**Directions**
#1 In the forum thread about keeping interview audio in sync, what happens to a region in Vegas when something is slipped out of sync?
#2 Reproduce everything in the audio-sync thread from "My problem is;" down to "can do this.".

**Document passage**
..........

Mike Hardy March 11th, 2009 08:32 PM

Ensuring AUDIO is in Synch
Boy, are you all going to laugh at this one. I have quite a lot of experience NLE editing, but in the past I have simply applied backing music to the footage, having never needed audio dialogue.

Alas, I now have to do a couple of filmed interviews, where the foootage of the interviewee, will be interspersed with cut aways to subjects about which they are speaking. Now, never having done this kind of thing before, (although I'm more than confident in garnering the audio itself), I'm concerned that I'm not sure of the best way to maintain absolute synched audio. To my mind, if I am going to cut and edit the interview, I am obviously going to insert additional actuality or other footage, whilst the interviewees voice continues.

My problem is; when I do cut back to the interviewee, how do I ensure that their voice is still in perfect synch with their mouth? Presumably, I am going to have to create some kind of seperate AUDIO file, to insert into the NLE timeline?

When you guys have finished the mirth, I'd love some advice!!

Chris Rackauckas March 12th, 2009 01:34 AM

Can't you snap the audio to the video? I'm pretty sure you can link them in Vegas. Link the audio and the correct video to move in unison, and then when you move the clips of whoever's being interviewed, the audio that goes with it will be moved too. I'd assume other NLEs can do this.

Rick Reineke March 12th, 2009 11:19 AM

With an audio NLE, my MO is to keep the video editors rough audio mix on a separate track grouped with the reference video and both locked to the time-line so they cannot be moved. Then I import the OMF file tracks and work from them. This way if something looks outta sync with the reference video, I can verify it against the rough mix. (known sync)

Jay Massengill March 12th, 2009 11:53 AM

Which NLE will you be working in?
In Vegas, the link between a video segment and its matched audio from capturing the footage is automatic when you place it on the timeline. You'd have to purposely (or accidently) break the link in order to create an out of sync situation. Just adding cutaways or actualities over the interview video won't create an out of sync condition.
If you do create an out of sync situation, Vegas is pretty good about visually indicating that condition. If you slip something out of sync, the region turns pink and you'll see that on the timeline right away.
The "Ignore Event Grouping" icon allows you to slip or trim audio separately from the video footage. This is a useful but dangerous command and has to be used carefully when needed and kept inactive for normal editing. For what you're asking, you don't even need to use this command.
If you're adding cutaways or actualities over the interview footage, you simply put those on a video track above the interview video track. Regions in the higher video track dominate any time they occur, so you don't have to make any additional change to the interview video or audio. You can mute the actuality audio or play it at a greatly reduced level to give some natural sound under the interview vocal.

..........

**Dataset records**
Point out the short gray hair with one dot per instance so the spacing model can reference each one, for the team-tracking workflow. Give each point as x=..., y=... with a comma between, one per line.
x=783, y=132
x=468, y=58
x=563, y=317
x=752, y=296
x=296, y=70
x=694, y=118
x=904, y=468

..........

**Responses in order**
#1 The region turns pink, which shows up on the timeline right away.

#2
My problem is; when I do cut back to the interviewee, how do I ensure that their voice is still in perfect synch with their mouth? Presumably, I am going to have to create some kind of seperate AUDIO file, to insert into the NLE timeline?

When you guys have finished the mirth, I'd love some advice!!

Chris Rackauckas March 12th, 2009 01:34 AM

Can't you snap the audio to the video? I'm pretty sure you can link them in Vegas. Link the audio and the correct video to move in unison, and then when you move the clips of whoever's being interviewed, the audio that goes with it will be moved too. I'd assume other NLEs can do this.